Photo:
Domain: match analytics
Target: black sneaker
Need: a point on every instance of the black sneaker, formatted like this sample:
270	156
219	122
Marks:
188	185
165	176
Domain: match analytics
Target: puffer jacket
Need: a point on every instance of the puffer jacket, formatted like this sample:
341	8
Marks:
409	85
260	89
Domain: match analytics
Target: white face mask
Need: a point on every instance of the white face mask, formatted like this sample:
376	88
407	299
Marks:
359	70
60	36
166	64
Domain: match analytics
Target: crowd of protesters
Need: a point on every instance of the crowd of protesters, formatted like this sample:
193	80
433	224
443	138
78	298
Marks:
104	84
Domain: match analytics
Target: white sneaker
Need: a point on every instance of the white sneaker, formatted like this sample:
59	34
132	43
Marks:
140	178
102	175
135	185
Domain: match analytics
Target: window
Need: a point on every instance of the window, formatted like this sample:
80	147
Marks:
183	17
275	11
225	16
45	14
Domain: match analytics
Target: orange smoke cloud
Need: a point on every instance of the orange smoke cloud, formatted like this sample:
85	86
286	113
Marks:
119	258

┄┄┄┄┄┄┄┄┄┄

● Task requirements
Exactly as shown, repeat every record.

● Answer below
Photo:
Domain: match analytics
Target: black sneaker
Need: a point on every instance of the black sneaker, formatted like this sample:
270	156
219	122
Marks:
188	185
165	176
Domain: match analytics
Target: puffer jacket
Need: a point on every instance of the puffer jacket, formatted like this sample:
341	8
Marks:
409	85
260	89
Domain: match analytics
Target: white face mask
Need: a point on every instance of the white face mask, formatted like this sample:
376	88
407	299
Marks:
359	70
60	36
166	64
Domain: match analytics
Target: crowd of protesters
Need: a point on every instance of the crowd of protesters, formatted like this sample:
193	80
433	224
443	138
78	298
Marks:
104	84
Domain: match analytics
Target: white sneaker
Need: a point on every instance of the white sneaker, formatted like this sample:
59	34
132	43
Marks:
140	178
102	175
135	185
Domain: match analytics
Target: window
Need: a point on every instance of the window, formatted like this sample:
80	147
Marks:
183	17
275	11
225	16
45	14
Domain: match analytics
Target: orange smoke cloud
Need: a point on every instance of the orange smoke cloud, formatted like this sample:
85	86
286	113
Marks:
119	258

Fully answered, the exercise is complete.